Collection entries
= Beginning of Section =

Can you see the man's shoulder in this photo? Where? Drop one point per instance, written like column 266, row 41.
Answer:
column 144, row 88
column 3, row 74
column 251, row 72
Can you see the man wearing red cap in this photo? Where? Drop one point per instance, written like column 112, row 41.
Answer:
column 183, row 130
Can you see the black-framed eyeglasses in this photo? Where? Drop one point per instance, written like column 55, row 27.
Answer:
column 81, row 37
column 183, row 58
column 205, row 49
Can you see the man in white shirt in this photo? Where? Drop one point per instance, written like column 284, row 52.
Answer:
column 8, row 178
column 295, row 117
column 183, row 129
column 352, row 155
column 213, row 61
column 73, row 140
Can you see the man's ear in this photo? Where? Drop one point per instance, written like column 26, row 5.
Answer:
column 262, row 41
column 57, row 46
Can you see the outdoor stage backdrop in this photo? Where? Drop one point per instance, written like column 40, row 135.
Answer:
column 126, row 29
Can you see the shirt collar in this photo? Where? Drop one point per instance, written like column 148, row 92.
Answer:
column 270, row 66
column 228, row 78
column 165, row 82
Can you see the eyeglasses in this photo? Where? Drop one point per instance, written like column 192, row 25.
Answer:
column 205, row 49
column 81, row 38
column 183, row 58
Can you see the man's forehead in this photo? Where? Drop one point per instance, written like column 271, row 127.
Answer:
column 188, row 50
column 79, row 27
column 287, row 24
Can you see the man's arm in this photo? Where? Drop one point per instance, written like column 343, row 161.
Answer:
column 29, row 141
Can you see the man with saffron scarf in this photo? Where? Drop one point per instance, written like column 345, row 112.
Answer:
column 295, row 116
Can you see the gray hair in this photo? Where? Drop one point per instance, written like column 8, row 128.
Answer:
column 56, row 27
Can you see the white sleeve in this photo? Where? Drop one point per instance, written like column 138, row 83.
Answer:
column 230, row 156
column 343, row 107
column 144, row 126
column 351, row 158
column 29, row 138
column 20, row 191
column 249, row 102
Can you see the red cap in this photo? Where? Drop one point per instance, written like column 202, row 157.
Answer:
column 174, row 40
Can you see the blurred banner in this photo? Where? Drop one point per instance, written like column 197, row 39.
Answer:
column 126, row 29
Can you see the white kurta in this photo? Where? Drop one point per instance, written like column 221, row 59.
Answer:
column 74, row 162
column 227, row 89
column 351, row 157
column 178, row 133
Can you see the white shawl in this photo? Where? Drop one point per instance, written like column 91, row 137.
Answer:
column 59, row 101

= End of Section =

### [What this task involves]
Return, exactly, the lines from the first line of the records above to the line containing "Can you see the black-framed", both included.

### [The completed task]
Can you see the man's shoulder in this photo? Where? Drop one point per instance, written like column 266, row 41.
Answer:
column 144, row 88
column 3, row 74
column 251, row 72
Can you see the man wearing red cap in this photo? Where? Drop one point per instance, written like column 112, row 41.
Answer:
column 183, row 130
Can you see the black-framed eyeglasses in this photo? Where? Drop one point per instance, written like column 55, row 27.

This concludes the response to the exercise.